WHAT IS REQUIRED » Locate each line in the records below that contains the string "woman" and copy it in full. Treat uppercase and lowercase as different.

Excerpt from a data file »
** begin **

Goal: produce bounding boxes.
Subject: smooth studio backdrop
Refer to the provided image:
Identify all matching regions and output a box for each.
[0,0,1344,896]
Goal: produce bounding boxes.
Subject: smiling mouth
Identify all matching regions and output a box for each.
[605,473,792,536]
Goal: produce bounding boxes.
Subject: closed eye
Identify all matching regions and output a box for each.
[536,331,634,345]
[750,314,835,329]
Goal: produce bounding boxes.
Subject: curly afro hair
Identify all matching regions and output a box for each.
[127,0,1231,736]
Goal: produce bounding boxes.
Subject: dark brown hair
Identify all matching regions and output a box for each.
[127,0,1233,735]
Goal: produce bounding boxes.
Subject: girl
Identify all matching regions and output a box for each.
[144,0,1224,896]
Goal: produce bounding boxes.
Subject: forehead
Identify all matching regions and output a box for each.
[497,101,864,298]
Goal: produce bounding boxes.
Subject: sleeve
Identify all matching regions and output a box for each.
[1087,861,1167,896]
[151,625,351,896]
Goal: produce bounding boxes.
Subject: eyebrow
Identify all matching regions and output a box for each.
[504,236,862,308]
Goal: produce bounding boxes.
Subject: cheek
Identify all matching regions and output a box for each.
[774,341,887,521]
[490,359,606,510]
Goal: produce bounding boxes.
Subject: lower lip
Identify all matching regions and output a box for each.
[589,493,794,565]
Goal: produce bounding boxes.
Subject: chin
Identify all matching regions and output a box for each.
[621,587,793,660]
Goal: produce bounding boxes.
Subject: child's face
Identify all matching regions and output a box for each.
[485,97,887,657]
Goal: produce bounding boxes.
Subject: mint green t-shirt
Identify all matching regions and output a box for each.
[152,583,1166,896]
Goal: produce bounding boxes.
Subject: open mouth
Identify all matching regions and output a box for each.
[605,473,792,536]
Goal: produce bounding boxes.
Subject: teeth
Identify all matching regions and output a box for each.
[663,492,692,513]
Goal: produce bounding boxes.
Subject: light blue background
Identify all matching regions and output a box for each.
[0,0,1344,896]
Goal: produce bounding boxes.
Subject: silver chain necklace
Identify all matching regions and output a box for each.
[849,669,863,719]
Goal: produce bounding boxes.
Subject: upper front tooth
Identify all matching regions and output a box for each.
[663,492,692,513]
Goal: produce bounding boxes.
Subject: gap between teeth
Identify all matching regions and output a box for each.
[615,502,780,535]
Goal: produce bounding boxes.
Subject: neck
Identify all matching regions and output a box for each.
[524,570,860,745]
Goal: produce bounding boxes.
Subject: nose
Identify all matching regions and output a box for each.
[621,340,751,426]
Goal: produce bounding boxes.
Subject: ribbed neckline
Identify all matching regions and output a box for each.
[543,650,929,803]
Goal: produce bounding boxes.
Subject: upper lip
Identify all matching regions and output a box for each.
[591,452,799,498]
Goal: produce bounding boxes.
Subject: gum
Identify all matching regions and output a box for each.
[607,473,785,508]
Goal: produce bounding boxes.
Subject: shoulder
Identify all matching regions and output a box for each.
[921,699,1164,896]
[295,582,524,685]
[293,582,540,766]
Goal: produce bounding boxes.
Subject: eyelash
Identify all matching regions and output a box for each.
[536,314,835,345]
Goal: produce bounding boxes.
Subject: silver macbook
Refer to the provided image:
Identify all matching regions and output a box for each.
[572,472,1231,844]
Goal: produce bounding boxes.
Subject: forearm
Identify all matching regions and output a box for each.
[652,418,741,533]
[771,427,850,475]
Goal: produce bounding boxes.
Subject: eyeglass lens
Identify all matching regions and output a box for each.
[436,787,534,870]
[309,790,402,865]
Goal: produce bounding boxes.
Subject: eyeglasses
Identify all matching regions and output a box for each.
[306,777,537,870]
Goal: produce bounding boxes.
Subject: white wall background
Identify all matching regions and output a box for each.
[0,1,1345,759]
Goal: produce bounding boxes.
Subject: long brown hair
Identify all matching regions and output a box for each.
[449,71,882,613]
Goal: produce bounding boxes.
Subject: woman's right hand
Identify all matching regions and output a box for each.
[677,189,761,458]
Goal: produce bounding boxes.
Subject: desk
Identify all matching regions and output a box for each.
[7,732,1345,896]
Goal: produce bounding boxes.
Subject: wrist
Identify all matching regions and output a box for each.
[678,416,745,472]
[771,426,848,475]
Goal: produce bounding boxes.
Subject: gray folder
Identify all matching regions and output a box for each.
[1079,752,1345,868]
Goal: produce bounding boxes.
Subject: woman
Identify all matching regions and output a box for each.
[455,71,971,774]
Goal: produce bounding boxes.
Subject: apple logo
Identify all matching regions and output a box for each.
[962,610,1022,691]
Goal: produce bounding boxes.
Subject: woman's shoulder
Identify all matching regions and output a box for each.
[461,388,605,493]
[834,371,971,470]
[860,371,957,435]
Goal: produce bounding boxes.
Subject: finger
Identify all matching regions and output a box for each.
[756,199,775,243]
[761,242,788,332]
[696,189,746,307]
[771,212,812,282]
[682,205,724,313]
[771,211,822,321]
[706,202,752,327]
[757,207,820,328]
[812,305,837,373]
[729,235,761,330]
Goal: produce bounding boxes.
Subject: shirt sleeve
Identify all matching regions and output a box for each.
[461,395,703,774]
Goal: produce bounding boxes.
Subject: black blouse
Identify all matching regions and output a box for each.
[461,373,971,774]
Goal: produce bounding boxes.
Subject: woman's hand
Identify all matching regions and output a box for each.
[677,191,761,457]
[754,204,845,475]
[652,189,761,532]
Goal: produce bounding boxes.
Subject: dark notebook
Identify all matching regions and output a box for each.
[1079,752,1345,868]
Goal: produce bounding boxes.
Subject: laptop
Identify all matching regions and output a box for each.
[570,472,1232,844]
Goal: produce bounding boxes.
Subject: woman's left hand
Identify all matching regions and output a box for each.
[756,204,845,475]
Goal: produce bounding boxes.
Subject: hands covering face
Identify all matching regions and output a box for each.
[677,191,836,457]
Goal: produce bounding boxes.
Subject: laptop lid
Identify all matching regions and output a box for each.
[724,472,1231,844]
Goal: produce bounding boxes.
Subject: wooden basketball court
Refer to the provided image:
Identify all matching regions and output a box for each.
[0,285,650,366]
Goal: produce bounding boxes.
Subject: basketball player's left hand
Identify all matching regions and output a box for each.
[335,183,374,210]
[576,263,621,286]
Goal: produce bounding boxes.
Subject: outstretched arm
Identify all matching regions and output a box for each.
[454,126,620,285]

** end **

ANSWER FOR THIS EXERCISE »
Subject: woman's right hand
Subject: woman
Subject: woman's shoulder
Subject: woman's hand
Subject: woman's left hand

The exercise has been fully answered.